Aufgabe A:
Entnehmen Sie der Auflistung jede Zeile, in der die Zeichenfolge „integer“ vorkommt. Beachten Sie dabei die Groß- und Kleinschreibung.

Vorgegebener Text:
Warum ist eine der ersten Amtshandlungen eines US-Präsidenten die Förderung von finanziellen Mitteln an Abtreibungsorganisationen? Weil es um sehr viel mehr als um Abtreibung geht. Die Legalisierung der Abtreibung ermöglicht vermeintliche „Freiheiten“ und dient als Steigbügelhalter für die gegenwärtige Kulturrevolution. Wie ist das möglich?
Von Ralph Studer
Nicht erst seit dem Feminismus steht die Abtreibung auf der politischen Agenda. Lange vorher hatten gesellschaftliche
Strömungen wie der Materialismus, Atheismus und Malthusianismus (Theorie der Überbevölkerung) die Abtreibung salonfähig gemacht und eine Legalisierung begünstigt. Zu diesen gehörte auch die Eugenik und deren namhafte Vertreter wie Margret Sanger, die sich bereits in den 1920er-Jahren für Abtreibung einsetzte und die US-amerikanische Geburtenkontrollbewegung gründete.

Daten zur Übung:

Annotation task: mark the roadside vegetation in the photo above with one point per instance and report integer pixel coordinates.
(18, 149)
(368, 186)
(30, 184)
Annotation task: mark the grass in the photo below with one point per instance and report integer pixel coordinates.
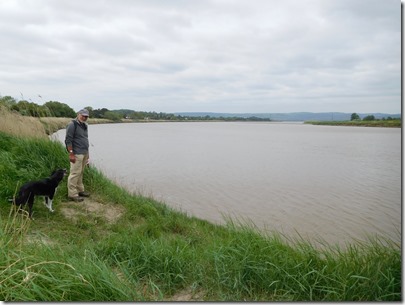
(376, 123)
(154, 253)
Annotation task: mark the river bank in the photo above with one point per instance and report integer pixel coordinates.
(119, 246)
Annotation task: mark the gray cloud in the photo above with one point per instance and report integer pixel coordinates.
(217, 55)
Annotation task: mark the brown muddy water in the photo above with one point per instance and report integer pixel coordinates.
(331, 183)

...

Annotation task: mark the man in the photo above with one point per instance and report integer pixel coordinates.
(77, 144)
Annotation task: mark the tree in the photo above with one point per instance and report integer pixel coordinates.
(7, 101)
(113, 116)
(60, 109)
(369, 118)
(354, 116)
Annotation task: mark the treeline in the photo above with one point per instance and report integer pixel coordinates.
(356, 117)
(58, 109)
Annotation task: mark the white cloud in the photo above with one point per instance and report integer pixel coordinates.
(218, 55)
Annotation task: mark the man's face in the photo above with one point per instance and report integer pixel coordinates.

==

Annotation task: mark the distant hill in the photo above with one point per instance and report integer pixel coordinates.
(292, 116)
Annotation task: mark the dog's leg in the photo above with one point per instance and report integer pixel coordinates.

Aufgabe B:
Wiederholen Sie wortgetreu einen Abschnitt aus dem Text über die Legalisierung der Abtreibung. Setzen Sie bei den Worten „Von Ralph Studer“ ein und enden Sie nach „US-amerikanische Geburtenkontrollbewegung gründete.“.

Lösung A:
Annotation task: mark the roadside vegetation in the photo above with one point per instance and report integer pixel coordinates.
Annotation task: mark the grass in the photo below with one point per instance and report integer pixel coordinates.
Annotation task: mark the river bank in the photo above with one point per instance and report integer pixel coordinates.
Annotation task: mark the gray cloud in the photo above with one point per instance and report integer pixel coordinates.
Annotation task: mark the brown muddy water in the photo above with one point per instance and report integer pixel coordinates.
Annotation task: mark the man in the photo above with one point per instance and report integer pixel coordinates.
Annotation task: mark the tree in the photo above with one point per instance and report integer pixel coordinates.
Annotation task: mark the treeline in the photo above with one point per instance and report integer pixel coordinates.
Annotation task: mark the white cloud in the photo above with one point per instance and report integer pixel coordinates.
Annotation task: mark the man's face in the photo above with one point per instance and report integer pixel coordinates.
Annotation task: mark the distant hill in the photo above with one point per instance and report integer pixel coordinates.
Annotation task: mark the dog's leg in the photo above with one point per instance and report integer pixel coordinates.

Lösung B:
Von Ralph Studer
Nicht erst seit dem Feminismus steht die Abtreibung auf der politischen Agenda. Lange vorher hatten gesellschaftliche
Strömungen wie der Materialismus, Atheismus und Malthusianismus (Theorie der Überbevölkerung) die Abtreibung salonfähig gemacht und eine Legalisierung begünstigt. Zu diesen gehörte auch die Eugenik und deren namhafte Vertreter wie Margret Sanger, die sich bereits in den 1920er-Jahren für Abtreibung einsetzte und die US-amerikanische Geburtenkontrollbewegung gründete.